━━━━━ DATASET RECORDS ━━━━━

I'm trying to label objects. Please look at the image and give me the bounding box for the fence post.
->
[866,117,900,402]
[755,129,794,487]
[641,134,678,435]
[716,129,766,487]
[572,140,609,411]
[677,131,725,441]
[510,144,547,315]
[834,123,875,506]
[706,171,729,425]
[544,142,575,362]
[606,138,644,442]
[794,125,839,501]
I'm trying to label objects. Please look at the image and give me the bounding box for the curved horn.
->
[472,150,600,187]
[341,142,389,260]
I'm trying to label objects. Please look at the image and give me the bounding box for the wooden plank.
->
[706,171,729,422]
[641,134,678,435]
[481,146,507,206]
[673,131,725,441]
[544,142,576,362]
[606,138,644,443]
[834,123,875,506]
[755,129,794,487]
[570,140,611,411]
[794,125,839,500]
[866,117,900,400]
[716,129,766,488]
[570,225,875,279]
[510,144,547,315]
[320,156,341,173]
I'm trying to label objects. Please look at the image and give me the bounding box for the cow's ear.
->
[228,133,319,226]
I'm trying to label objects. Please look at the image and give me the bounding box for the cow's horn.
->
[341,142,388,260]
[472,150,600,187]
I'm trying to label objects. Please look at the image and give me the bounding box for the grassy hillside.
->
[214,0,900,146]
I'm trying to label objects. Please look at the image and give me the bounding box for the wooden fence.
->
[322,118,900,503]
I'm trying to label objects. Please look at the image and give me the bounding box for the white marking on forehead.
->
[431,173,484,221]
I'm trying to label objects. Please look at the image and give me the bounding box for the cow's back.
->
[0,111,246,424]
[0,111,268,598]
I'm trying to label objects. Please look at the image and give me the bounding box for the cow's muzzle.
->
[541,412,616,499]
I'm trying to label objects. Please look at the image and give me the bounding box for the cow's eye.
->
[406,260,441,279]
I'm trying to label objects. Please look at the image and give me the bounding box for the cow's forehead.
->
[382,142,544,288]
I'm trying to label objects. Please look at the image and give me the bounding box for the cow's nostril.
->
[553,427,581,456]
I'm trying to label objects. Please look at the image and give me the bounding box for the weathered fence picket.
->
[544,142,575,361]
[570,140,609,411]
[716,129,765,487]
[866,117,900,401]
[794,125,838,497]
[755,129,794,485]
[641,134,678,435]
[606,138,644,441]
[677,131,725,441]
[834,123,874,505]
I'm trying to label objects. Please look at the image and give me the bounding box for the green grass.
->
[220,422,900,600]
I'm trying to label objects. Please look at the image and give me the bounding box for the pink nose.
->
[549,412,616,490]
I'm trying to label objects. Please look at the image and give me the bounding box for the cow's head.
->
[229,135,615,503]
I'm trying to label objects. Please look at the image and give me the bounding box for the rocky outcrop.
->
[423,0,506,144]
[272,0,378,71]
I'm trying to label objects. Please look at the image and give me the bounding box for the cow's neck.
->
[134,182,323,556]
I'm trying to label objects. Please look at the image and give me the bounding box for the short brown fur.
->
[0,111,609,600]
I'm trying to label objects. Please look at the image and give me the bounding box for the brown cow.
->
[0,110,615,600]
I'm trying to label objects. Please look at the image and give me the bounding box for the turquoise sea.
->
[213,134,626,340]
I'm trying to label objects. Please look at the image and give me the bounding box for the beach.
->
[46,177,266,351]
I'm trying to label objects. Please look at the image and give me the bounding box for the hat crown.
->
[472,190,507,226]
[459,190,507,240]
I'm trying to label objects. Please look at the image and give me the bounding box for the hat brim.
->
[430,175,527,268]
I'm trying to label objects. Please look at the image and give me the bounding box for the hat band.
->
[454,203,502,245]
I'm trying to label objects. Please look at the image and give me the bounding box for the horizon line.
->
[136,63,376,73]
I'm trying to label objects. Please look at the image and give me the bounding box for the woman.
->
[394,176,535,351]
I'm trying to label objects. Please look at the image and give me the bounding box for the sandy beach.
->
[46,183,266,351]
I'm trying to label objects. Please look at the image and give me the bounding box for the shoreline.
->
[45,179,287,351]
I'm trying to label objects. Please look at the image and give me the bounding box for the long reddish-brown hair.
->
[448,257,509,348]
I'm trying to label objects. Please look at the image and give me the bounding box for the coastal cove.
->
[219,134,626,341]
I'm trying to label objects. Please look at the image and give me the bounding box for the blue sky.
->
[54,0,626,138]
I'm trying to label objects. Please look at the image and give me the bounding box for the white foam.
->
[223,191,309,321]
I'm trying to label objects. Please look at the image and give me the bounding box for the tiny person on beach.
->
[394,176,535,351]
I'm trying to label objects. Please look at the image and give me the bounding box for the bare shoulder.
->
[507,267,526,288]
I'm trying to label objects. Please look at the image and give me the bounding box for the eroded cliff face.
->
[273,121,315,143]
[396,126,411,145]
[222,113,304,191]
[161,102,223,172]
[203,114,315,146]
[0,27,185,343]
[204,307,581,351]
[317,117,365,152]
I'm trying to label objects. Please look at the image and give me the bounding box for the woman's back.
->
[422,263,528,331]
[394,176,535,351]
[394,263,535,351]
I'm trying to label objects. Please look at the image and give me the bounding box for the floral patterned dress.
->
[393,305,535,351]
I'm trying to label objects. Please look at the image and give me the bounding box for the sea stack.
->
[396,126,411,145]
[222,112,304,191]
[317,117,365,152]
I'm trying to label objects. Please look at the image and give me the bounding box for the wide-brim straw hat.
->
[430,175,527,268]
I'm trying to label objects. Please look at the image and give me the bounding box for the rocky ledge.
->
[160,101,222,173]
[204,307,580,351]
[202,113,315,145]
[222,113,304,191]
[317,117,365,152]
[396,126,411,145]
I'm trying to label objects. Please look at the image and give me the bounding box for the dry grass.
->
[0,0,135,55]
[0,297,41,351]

━━━━━

WORK TO BE COMPLETED:
Reproduce all of the entries above verbatim, line for line, without any alteration.

WRITTEN REPLY:
I'm trying to label objects. Please look at the image and give me the bounding box for the fence post.
->
[866,117,900,402]
[755,129,794,487]
[641,134,678,435]
[716,129,766,487]
[572,140,609,411]
[677,131,725,441]
[510,144,547,315]
[834,123,875,506]
[706,171,729,425]
[544,142,575,362]
[606,138,644,442]
[794,125,839,501]
I'm trying to label objects. Please look at the image and give me the bounding box for the curved horn.
->
[472,150,600,187]
[341,142,389,260]
I'm trying to label objects. Please look at the image and give me the bounding box for the wooden plank.
->
[706,171,729,422]
[641,134,678,435]
[481,146,507,206]
[673,131,725,441]
[544,142,576,362]
[606,138,644,443]
[834,123,875,506]
[755,129,794,487]
[570,140,611,411]
[794,125,839,500]
[866,117,900,400]
[716,129,766,488]
[570,225,875,279]
[510,144,547,315]
[320,156,341,173]
I'm trying to label objects. Please look at the image and give me the bounding box for the cow's ear.
->
[228,133,319,226]
I'm trying to label objects. Please look at the image and give me the bounding box for the cow's horn.
->
[341,142,388,260]
[472,150,600,187]
I'm trying to label objects. Please look at the image and give me the bounding box for the grassy hillside.
->
[214,0,900,146]
I'm trying to label objects. Please look at the image and give me the bounding box for the wooden fence.
->
[322,118,900,503]
I'm trying to label objects. Please look at the image and give me the bounding box for the white marking on forehead.
->
[431,173,484,221]
I'm trying to label objects. Please look at the image and give me the bounding box for the cow's back.
->
[0,111,246,424]
[0,111,268,598]
I'm trying to label objects. Please look at the image and give me the bounding box for the cow's muzzle.
->
[541,412,616,499]
I'm trying to label objects. Please look at the image and give me the bounding box for the cow's eye.
->
[406,260,441,279]
I'm trying to label objects. Please look at the image and give me the bounding box for the cow's forehead.
->
[382,142,544,288]
I'm trying to label objects. Please look at the image and give me the bounding box for the cow's nostril.
->
[553,427,581,456]
I'm trying to label objects. Please look at the image and give me the bounding box for the weathered fence picket.
->
[544,142,575,361]
[570,140,609,411]
[716,129,765,487]
[866,117,900,401]
[794,125,838,497]
[755,129,794,485]
[641,134,678,435]
[606,138,644,441]
[677,131,725,441]
[834,123,874,505]
I'm trying to label objects. Please look at the image and give me the bounding box for the green grass.
->
[220,422,900,600]
I'm trying to label objects. Please look at the image and give me the bounding box for the pink nose.
->
[549,412,616,490]
I'm trying to label objects. Please look at the image and give me the bounding box for the cow's head.
->
[229,135,615,503]
I'm trying to label objects. Please look at the image and give me the bounding box for the rocky outcrop.
->
[423,0,506,144]
[272,0,378,71]
I'm trying to label objects. Please look at the image and give me the bounding box for the cow's neck.
->
[134,182,323,556]
I'm trying to label objects. Please look at the image and give me the bounding box for the short brown fur.
->
[0,111,609,600]
I'm trying to label objects. Please look at the image and give me the bounding box for the brown cow.
->
[0,110,615,600]
I'm trying to label objects. Please look at the image and give me the bounding box for the turquoise sea.
->
[213,134,626,340]
I'm trying to label objects. Please look at the image and give me the bounding box for the beach.
->
[46,177,266,351]
I'm trying to label objects. Please look at the image and give me the bounding box for the hat crown.
->
[472,190,507,226]
[459,190,507,240]
I'm trying to label objects. Please look at the image and give me the bounding box for the hat brim.
->
[430,175,527,268]
I'm trying to label objects. Please look at the image and give me the bounding box for the hat band.
->
[454,203,502,245]
I'm trying to label objects. Please look at the image and give me the bounding box for the horizon line.
->
[136,63,376,73]
I'm trying to label objects. Please look at the image and give me the bounding box for the woman.
->
[394,176,535,351]
I'm trying to label objects. Please look at the image and give me the bounding box for the sandy beach.
->
[46,183,266,351]
I'm trying to label objects. Please look at the image and give me the bounding box for the shoreline.
->
[45,179,287,351]
I'm trying to label objects. Please look at the image and give me the bounding box for the long reddish-brown hair.
->
[448,257,509,348]
I'm trying to label objects. Please look at the image and give me the bounding box for the coastal cove.
->
[219,134,626,341]
I'm trying to label objects. Please look at the image and give me the bounding box for the blue sky.
->
[54,0,626,138]
I'm trying to label objects. Please look at the image and give me the bounding box for the white foam.
->
[223,191,309,321]
I'm trying to label objects. Please look at the image and give me the bounding box for the tiny person on beach.
->
[394,176,535,351]
I'm trying to label objects. Please look at the image and give me the bounding box for the bare shoulder.
->
[507,267,526,288]
I'm trying to label objects. Please look at the image and give me the bounding box for the eroded cliff face.
->
[273,121,315,143]
[396,126,411,145]
[222,113,304,191]
[161,102,223,172]
[203,114,315,146]
[0,27,185,343]
[204,307,581,351]
[317,117,365,152]
I'm trying to label objects. Please look at the image and give me the bounding box for the woman's back.
->
[422,263,528,331]
[394,176,535,351]
[394,263,535,351]
I'm trying to label objects. Please look at the image and give me the bounding box for the floral patterned dress.
->
[393,305,535,351]
I'm trying to label objects. Please look at the image and give me the bounding box for the sea stack.
->
[396,126,411,145]
[222,112,304,191]
[317,117,365,152]
I'm trying to label objects. Please look at the image and give me the bounding box for the wide-brim straw hat.
->
[430,175,527,268]
I'm trying to label objects. Please look at the image and give me the bounding box for the rocky ledge.
->
[160,101,222,173]
[204,307,580,351]
[202,113,315,145]
[222,113,304,191]
[317,117,365,152]
[396,126,411,145]
I'm trying to label objects. Please look at the image and give me the bounding box for the dry grass.
->
[0,0,135,55]
[0,297,41,351]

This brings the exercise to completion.